Records from a dataset
+ + + + +
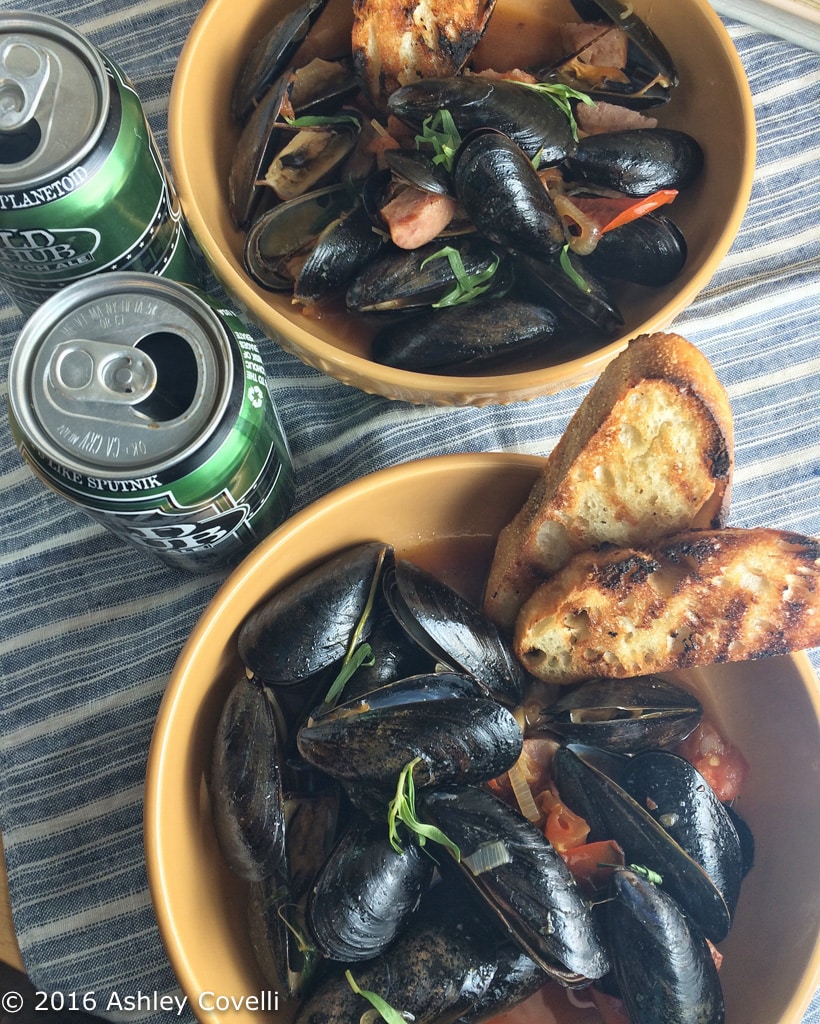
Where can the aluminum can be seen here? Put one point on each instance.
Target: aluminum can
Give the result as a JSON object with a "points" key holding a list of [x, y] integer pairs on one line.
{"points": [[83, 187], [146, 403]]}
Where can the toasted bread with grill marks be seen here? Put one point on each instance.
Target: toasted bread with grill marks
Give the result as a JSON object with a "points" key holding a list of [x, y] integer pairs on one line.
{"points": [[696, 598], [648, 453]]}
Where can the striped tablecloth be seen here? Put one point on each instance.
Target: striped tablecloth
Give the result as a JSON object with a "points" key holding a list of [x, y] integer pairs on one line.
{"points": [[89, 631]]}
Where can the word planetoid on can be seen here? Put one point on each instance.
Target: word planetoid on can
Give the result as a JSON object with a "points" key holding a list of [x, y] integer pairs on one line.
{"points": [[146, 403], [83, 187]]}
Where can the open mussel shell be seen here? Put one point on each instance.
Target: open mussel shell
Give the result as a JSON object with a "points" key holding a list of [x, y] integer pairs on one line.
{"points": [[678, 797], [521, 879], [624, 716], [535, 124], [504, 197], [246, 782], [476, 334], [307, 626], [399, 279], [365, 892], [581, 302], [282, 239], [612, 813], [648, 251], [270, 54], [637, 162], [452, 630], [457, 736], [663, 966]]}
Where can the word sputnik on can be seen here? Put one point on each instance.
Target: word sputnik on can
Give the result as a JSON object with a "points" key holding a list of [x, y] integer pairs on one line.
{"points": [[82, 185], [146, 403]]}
+ + + + +
Stated task>
Change "mussel" to "clam" in the entries from the line containing "Where can the word planetoid" through the end of the entries. Reproduce only those lines and keep everything else the same.

Complete answer>
Where can the word planetoid on can be seen here? Put one point on each instance.
Target: word planetoid on can
Give the result as a JSON object with a "points" key holding a list of [x, y] integer pairs on one line.
{"points": [[146, 403], [83, 187]]}
Where can the open clam shell be seen here? Put one point on each instance.
Target: open clam shell
Give the result as a JSON object with a "points" key holding a list of [x, y] integer pairs on one line.
{"points": [[678, 797], [521, 879], [624, 716], [535, 124], [504, 197], [246, 782], [476, 334], [307, 626], [399, 279], [365, 892], [581, 302], [282, 239], [612, 813], [648, 251], [270, 54], [637, 162], [452, 630], [457, 736], [663, 966]]}
Where can the word sputnik on can be seen here? Put one point on each instance.
Target: word sputnik on can
Give the result as a JSON object with a "points" key holding a list of [x, y] integer pairs on one line.
{"points": [[82, 185], [146, 403]]}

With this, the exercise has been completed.